THE TASK:
Can you format the lines below as a numbered list, leaving out any blank lines?
──────── PROVIDED MATERIAL ────────
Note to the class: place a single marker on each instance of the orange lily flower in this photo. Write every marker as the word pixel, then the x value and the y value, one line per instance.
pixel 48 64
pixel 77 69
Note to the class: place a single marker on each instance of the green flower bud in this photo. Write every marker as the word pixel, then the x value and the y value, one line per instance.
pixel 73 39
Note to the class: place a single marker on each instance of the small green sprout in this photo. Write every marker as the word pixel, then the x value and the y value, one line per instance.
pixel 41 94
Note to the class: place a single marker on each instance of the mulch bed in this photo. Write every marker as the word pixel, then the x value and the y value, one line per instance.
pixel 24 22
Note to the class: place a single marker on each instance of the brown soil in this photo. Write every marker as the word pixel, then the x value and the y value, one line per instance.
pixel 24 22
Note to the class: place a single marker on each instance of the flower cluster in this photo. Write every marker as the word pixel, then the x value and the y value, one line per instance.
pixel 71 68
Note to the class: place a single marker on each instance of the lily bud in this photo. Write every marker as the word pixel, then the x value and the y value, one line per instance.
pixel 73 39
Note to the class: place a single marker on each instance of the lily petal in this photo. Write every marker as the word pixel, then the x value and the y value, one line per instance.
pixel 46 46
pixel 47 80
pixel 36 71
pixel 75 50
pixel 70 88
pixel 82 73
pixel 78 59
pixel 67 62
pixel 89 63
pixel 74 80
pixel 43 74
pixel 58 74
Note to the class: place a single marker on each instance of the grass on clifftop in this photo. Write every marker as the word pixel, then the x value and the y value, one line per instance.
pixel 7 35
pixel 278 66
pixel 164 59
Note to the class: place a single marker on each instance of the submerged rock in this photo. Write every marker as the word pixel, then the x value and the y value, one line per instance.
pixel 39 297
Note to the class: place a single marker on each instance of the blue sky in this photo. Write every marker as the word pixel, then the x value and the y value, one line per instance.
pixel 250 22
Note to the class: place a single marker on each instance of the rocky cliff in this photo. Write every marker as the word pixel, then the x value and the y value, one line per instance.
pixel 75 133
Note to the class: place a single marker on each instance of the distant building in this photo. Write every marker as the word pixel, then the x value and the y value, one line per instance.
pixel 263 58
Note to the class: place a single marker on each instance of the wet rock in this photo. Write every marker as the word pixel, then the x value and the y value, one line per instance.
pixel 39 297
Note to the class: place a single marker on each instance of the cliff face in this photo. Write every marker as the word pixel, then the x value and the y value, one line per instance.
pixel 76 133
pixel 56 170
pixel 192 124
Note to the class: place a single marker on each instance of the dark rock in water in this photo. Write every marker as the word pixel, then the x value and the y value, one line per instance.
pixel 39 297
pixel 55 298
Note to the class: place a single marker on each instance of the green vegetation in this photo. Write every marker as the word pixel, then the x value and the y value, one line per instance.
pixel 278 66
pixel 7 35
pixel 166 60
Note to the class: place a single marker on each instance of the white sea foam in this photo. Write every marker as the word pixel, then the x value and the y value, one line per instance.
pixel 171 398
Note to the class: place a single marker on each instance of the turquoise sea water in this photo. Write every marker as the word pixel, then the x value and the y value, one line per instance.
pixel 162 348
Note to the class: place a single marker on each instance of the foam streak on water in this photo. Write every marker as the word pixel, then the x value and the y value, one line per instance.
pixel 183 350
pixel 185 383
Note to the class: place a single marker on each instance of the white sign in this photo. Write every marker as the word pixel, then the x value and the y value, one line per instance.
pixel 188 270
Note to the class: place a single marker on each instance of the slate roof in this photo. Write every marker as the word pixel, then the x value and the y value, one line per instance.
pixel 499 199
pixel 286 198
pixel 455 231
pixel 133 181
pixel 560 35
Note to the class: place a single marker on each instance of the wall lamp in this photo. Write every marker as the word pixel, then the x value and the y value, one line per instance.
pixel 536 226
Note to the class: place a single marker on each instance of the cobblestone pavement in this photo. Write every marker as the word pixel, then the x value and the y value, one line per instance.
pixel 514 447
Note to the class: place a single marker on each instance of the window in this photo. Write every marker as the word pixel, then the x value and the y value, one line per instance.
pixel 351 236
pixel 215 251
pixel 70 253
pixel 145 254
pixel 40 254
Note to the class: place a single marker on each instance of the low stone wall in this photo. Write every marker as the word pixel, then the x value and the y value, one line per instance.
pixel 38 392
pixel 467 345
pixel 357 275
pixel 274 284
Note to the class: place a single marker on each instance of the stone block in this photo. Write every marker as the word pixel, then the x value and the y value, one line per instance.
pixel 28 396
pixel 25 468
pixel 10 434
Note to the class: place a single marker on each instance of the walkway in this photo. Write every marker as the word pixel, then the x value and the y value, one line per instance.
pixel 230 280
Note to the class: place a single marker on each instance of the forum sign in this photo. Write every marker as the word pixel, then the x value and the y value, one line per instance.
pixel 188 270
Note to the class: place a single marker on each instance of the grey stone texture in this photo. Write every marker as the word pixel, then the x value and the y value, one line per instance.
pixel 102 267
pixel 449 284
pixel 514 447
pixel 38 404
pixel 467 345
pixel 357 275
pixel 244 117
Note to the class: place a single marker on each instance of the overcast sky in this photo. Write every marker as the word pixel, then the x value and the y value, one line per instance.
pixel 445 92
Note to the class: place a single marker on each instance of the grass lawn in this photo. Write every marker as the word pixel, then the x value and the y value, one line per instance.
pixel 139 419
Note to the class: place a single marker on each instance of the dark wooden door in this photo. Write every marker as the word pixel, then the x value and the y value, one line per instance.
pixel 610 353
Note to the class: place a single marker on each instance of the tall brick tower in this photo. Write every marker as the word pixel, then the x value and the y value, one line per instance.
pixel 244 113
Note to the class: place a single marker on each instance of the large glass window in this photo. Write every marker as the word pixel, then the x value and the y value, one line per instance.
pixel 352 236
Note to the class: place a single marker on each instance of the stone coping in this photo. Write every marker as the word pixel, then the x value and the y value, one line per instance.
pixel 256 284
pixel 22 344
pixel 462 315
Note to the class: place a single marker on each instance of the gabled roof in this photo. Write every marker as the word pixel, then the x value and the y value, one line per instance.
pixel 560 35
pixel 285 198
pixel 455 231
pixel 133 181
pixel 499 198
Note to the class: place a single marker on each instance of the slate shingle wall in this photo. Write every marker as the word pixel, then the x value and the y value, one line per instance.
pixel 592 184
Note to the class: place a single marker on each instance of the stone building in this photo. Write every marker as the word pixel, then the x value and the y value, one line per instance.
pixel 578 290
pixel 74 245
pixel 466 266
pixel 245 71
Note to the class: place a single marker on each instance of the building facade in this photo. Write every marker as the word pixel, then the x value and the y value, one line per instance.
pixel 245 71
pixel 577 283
────────
ANSWER TO THE TASK:
1. Note to the class: place a single marker on each instance of the orange lily flower in this photo. Write every marker as the word pixel, then the x value and the y value, one line per instance.
2. pixel 48 64
3. pixel 77 69
4. Note to the class: place a single marker on each instance of the green flower bud in this photo. Write every marker as the word pixel, then the x value and the y value, one line per instance.
5. pixel 73 39
6. Note to the class: place a single marker on each instance of the small green sprout in this photo. Write every marker as the word pixel, then the x value and the y value, one line per instance.
7. pixel 41 94
8. Note to the class: place a single marker on each instance of the mulch bed in this photo. Write every marker as the word pixel, then the x value and the y value, one line per instance.
9. pixel 24 22
10. Note to the class: place a single marker on each instance of the brown soil in this photo. Write every marker as the word pixel, then the x value and the y value, one line per instance.
11. pixel 24 22
12. Note to the class: place a single marker on each instance of the flower cluster in this photo. Write every marker as the word pixel, then the x value and the y value, one line per instance.
13. pixel 71 68
14. Note to the class: place a single marker on each instance of the lily bud in this photo. Write every marker as the word pixel, then the x value and the y value, one line per instance.
15. pixel 73 39
16. Note to the class: place a single marker on each instance of the lily petal in this photo. Write every marker as the word pixel, then the x value and the y value, one line per instance.
17. pixel 46 46
18. pixel 47 80
19. pixel 36 71
20. pixel 75 50
21. pixel 70 88
22. pixel 82 73
23. pixel 78 59
24. pixel 67 62
25. pixel 89 63
26. pixel 74 80
27. pixel 43 74
28. pixel 58 74
29. Note to the class: place a single marker on each instance of the grass on clifftop in this photo. Write every marker as the word pixel, then the x value and the y value, one line per instance.
30. pixel 7 35
31. pixel 278 66
32. pixel 164 59
33. Note to the class: place a single marker on each instance of the submerged rock in this photo. Write every marker as the word pixel, then the x value and the y value, one line per instance.
34. pixel 39 297
35. Note to the class: place a single marker on each instance of the blue sky in this photo. Write every marker as the word pixel, then the x value and the y value, one line per instance.
36. pixel 250 22
37. Note to the class: place a single marker on each instance of the rocky cliff in this photo. Write every marker as the word pixel, then the x value and the y value, one line per instance.
38. pixel 75 133
39. Note to the class: place a single marker on each instance of the distant building in this photo. Write every marker as the word pixel, then the x value and the y value, one line per instance.
40. pixel 263 58
41. Note to the class: place a single marker on each instance of the wet rock in this photo. Write every marker as the word pixel, then the x value and the y value, one line per instance.
42. pixel 39 297
43. Note to the class: place a single marker on each instance of the cliff face in this photo. Write every marker as the word pixel, then the x value and the y value, one line per instance.
44. pixel 76 133
45. pixel 56 170
46. pixel 192 124
47. Note to the class: place a single marker on each instance of the dark rock in water in this photo. Write every marker as the word pixel, then the x value and the y value, one line per instance.
48. pixel 39 297
49. pixel 55 298
50. Note to the class: place a single marker on each instance of the green vegetation in this photo. Write every marker as the word pixel, then the x value and the y value, one line per instance.
51. pixel 278 66
52. pixel 7 35
53. pixel 166 60
54. Note to the class: place a single marker on each instance of the white sea foam in this photo. Write every marker as the word pixel, then the x value and the y value, one line per instance.
55. pixel 171 398
56. Note to the class: place a single marker on each instance of the turquoise sea water in this photo. Write every marker as the word pixel, then the x value and the y value, one line per instance.
57. pixel 162 348
58. Note to the class: place a single marker on each instance of the foam streak on water in this photo. Write every marker as the word pixel, then the x value and the y value, one line per instance.
59. pixel 183 350
60. pixel 185 383
61. Note to the class: place a single marker on each instance of the white sign in this photo. Write every marker as the word pixel, then the x value and the y value, one line per instance.
62. pixel 188 270
63. Note to the class: place a single marker on each instance of the slate roof in this photo. Write every marker as the word pixel, then the x value and the y value, one line per instance.
64. pixel 499 199
65. pixel 286 198
66. pixel 455 231
67. pixel 133 181
68. pixel 560 35
69. Note to the class: place a single marker on each instance of the wall lamp in this photo. Write every marker as the word pixel, then the x value and the y value, one line per instance.
70. pixel 536 226
71. Note to the class: place a single marker on each instance of the cobblestone pavement in this photo. Write every marker as the word pixel, then the x value and the y value, one line per instance.
72. pixel 514 447
73. Note to the class: place a single marker on each instance of the window in this photo. Write every marker as the word pixel, then the x value and the y value, one line per instance.
74. pixel 351 236
75. pixel 215 251
76. pixel 70 253
77. pixel 145 254
78. pixel 40 254
79. Note to the class: place a single marker on each instance of the low stone wall in this photo. Write every marker as the word pixel, then the x value and the y value, one line per instance.
80. pixel 38 392
81. pixel 467 345
82. pixel 357 275
83. pixel 274 284
84. Note to the class: place a single marker on each instance of the stone block in this photo. Write every marker as the word pixel, then the x value and the y value, one line per instance.
85. pixel 28 396
86. pixel 25 468
87. pixel 10 434
88. Note to the class: place a single marker on each instance of the walkway in this photo. Write every marker as the word pixel, then the x value and the y value, one line per instance.
89. pixel 230 280
90. Note to the class: place a single marker on each instance of the forum sign in this photo. Write every marker as the word pixel, then the x value and the y value, one line per instance.
91. pixel 188 270
92. Note to the class: place a single marker on each instance of the grey stone texture in this photo. Write every marker as the word pixel, then the x value and the y value, one line per instance.
93. pixel 102 267
94. pixel 449 284
95. pixel 514 447
96. pixel 38 404
97. pixel 467 345
98. pixel 357 275
99. pixel 244 117
100. Note to the class: place a single marker on each instance of the overcast sky in this photo. Write every marker as the word pixel, then the x value and the y value, one line per instance.
101. pixel 445 92
102. Note to the class: place a single marker on each instance of the grass lawn in this photo. Write every marker as the word pixel, then the x value and the y value, one line per instance.
103. pixel 139 419
104. Note to the class: place a single marker on each instance of the dark wooden door in this photo. Write every marker as the word pixel, then the x value and the y value, one line per instance.
105. pixel 610 353
106. Note to the class: place a single marker on each instance of the tall brick tower in this photo. Write every marker as the word pixel, then the x value and the y value, one line per instance.
107. pixel 244 113
108. Note to the class: place a single marker on each instance of the large glass window in this photo. Write every marker as the word pixel, then the x value and the y value, one line per instance.
109. pixel 352 236
110. Note to the class: place a single marker on each instance of the stone coping in this photo. Write every marker as the word pixel, then the x value and the y value, one line per instance.
111. pixel 256 284
112. pixel 22 344
113. pixel 462 315
114. Note to the class: place a single marker on each instance of the gabled roof in this photo. Write every marker as the word pixel, then the x value and the y value, one line per instance.
115. pixel 560 35
116. pixel 285 198
117. pixel 455 231
118. pixel 133 181
119. pixel 499 198
120. Note to the class: place a single marker on each instance of the slate shingle wall in this photo. Write every marker as the word pixel, then the x value and the y value, one line per instance.
121. pixel 592 184
122. Note to the class: place a single marker on each instance of the stone building in this photo. Write every marker as the word pixel, then the x value and the y value, one line per instance.
123. pixel 578 290
124. pixel 74 245
125. pixel 466 266
126. pixel 245 71
127. Note to the class: place a single marker on each instance of the building facade in this photo. Write every marker as the word pixel, then the x value and the y value, one line per instance.
128. pixel 245 71
129. pixel 577 283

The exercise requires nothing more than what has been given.